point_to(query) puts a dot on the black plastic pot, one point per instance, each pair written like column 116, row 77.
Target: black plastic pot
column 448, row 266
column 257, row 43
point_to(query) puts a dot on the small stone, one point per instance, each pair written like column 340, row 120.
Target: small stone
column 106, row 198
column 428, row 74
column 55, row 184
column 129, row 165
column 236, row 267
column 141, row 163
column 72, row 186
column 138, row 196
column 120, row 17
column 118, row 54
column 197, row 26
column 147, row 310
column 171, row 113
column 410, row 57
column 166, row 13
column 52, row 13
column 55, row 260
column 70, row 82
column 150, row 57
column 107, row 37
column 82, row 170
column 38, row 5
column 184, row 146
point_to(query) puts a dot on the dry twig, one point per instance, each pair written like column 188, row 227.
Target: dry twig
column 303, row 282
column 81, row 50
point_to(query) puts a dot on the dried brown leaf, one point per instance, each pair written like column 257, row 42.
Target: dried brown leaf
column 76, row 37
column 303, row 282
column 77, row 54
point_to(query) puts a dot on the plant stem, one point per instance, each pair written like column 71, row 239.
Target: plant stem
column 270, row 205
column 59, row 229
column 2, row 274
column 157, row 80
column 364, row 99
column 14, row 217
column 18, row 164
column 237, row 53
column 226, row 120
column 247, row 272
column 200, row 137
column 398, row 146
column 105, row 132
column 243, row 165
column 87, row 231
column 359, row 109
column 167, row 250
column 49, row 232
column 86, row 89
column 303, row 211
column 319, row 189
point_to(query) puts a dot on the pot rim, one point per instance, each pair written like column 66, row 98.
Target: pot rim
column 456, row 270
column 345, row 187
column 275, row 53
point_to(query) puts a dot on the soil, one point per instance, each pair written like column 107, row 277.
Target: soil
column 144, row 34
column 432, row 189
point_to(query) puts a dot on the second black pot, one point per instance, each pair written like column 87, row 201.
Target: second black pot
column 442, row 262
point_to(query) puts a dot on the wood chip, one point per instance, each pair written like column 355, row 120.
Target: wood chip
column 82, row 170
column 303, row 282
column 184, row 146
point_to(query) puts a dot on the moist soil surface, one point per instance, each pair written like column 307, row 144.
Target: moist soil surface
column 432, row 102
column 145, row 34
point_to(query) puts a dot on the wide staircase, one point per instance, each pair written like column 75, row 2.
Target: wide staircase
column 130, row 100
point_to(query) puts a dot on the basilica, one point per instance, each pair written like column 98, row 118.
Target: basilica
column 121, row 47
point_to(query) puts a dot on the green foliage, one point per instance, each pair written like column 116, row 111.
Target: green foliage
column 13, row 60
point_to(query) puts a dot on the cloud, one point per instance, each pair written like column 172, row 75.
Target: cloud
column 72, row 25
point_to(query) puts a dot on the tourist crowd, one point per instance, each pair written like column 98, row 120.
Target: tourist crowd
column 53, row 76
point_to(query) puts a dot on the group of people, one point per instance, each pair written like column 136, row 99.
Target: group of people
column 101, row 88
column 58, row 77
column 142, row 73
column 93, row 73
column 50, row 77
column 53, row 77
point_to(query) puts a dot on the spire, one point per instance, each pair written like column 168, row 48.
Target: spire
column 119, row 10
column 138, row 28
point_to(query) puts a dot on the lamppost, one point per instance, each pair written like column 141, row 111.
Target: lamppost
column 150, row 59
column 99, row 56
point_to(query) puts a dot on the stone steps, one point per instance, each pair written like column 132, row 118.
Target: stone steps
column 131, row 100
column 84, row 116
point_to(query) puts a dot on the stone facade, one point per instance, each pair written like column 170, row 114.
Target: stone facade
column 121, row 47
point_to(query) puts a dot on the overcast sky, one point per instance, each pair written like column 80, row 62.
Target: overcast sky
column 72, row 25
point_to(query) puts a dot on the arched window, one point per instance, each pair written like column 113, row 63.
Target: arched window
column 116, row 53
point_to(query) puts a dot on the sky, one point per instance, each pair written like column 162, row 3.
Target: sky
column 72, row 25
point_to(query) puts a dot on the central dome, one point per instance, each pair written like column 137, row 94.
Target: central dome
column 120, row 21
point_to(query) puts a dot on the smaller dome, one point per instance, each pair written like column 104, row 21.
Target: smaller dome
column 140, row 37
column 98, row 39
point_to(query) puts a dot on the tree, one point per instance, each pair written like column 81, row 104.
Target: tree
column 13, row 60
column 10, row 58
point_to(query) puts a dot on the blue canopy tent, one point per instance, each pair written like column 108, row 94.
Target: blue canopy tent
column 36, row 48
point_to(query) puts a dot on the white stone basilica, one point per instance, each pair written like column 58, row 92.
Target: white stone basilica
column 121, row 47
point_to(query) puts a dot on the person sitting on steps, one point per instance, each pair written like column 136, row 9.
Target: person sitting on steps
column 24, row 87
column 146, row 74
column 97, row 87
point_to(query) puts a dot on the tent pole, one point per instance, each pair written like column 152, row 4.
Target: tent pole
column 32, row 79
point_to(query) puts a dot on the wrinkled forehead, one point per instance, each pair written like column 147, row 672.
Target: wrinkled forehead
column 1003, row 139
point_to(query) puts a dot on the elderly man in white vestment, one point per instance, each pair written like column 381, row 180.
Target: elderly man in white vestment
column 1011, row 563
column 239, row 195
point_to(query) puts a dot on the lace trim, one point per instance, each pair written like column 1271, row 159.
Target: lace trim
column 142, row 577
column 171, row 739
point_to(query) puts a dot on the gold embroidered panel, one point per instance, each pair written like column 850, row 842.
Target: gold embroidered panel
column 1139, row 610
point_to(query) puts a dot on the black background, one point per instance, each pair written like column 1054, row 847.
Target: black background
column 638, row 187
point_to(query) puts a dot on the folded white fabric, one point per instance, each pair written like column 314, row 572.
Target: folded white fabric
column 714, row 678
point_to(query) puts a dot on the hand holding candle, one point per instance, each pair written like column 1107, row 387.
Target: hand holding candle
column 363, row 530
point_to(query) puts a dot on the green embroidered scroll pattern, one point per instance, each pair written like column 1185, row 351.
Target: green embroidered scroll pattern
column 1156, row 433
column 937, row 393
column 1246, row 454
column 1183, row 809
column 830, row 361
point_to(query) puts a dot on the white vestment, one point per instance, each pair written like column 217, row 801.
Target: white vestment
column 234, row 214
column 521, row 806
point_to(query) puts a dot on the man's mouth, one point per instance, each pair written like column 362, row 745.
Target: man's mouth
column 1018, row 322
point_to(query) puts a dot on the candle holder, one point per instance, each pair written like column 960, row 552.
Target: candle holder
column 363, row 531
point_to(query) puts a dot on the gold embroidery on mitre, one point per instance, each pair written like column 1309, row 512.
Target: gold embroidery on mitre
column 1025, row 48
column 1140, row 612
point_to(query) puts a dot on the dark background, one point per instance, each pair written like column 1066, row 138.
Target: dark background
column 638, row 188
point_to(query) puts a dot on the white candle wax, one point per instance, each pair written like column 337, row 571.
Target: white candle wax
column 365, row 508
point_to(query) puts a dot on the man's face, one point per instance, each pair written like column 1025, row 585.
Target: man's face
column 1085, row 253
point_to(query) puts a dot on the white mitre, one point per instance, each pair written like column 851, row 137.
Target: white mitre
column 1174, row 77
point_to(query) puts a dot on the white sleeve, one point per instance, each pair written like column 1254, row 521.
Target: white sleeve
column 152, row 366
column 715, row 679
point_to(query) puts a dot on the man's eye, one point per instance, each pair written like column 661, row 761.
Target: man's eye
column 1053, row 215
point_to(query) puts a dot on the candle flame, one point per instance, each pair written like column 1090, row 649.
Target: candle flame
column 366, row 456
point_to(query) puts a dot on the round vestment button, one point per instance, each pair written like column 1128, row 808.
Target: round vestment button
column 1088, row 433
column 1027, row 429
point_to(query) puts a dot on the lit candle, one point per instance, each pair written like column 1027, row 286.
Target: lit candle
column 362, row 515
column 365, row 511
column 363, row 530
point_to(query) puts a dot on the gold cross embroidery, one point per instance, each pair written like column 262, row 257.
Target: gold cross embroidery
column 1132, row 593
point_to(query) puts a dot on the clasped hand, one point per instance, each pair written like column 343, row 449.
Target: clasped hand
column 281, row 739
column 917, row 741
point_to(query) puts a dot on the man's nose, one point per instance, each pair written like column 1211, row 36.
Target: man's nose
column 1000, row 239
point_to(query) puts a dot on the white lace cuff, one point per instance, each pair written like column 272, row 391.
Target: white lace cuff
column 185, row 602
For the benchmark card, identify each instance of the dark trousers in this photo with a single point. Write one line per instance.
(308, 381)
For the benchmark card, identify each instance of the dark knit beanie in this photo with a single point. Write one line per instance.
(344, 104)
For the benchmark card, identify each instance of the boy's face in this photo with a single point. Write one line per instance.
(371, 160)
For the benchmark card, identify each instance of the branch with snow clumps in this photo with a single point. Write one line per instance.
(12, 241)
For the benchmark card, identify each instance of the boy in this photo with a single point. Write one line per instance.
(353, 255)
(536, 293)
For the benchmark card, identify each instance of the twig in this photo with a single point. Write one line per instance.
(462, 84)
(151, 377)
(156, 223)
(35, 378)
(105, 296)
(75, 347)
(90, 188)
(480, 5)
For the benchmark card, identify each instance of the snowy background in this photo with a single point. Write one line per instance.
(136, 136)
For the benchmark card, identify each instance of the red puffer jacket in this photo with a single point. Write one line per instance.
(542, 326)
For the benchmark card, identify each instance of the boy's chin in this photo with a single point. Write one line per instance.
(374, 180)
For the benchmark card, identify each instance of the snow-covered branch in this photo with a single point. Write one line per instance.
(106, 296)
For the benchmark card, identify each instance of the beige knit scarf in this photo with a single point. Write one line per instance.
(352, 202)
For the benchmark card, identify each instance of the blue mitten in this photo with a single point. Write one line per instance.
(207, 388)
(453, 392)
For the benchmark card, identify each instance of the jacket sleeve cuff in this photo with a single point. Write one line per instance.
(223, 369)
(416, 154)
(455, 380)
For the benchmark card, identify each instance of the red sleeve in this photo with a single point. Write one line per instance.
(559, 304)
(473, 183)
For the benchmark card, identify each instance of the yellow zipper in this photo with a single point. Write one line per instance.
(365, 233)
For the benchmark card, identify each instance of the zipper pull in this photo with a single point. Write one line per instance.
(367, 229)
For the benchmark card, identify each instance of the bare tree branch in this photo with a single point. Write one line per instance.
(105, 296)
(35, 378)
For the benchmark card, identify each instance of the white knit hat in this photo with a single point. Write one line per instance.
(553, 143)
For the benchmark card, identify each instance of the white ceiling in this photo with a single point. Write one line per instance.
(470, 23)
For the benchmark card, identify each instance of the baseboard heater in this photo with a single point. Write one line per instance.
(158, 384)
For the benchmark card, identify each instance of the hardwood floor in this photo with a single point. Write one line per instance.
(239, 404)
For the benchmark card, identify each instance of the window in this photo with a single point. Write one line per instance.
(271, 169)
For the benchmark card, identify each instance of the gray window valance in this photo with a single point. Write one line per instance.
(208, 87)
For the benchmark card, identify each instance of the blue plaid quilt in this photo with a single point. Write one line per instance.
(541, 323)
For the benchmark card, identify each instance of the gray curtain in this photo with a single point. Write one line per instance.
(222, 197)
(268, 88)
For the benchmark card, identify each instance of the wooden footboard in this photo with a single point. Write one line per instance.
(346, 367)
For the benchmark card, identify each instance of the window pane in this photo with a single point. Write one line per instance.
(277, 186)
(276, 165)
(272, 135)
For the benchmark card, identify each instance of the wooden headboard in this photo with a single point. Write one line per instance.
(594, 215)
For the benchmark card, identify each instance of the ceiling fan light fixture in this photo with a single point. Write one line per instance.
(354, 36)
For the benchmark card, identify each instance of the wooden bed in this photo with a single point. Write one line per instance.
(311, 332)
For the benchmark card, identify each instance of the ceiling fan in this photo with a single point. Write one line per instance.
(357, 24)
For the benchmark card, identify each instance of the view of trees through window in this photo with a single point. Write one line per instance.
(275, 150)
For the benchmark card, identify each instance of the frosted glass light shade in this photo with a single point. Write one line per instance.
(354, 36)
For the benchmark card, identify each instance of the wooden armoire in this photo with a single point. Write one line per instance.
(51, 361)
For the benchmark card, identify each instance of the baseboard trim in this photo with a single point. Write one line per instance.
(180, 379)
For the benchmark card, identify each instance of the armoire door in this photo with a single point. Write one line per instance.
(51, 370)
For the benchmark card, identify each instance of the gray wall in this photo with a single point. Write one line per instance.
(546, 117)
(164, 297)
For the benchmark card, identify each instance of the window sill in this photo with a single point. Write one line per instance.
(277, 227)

########

:: Aim of the exercise ::
Put the part of the records that opens with the line containing "the window sill" and closes at the end of the records into a two-column CSV with the columns input and output. Give one row per record, with its text and its answer each in a single quoted field and any line breaks turned into spaces.

:: Answer to this task ::
input,output
"For the benchmark card, identify each instance of the window sill in this photo with a single point. Write one line per instance.","(277, 227)"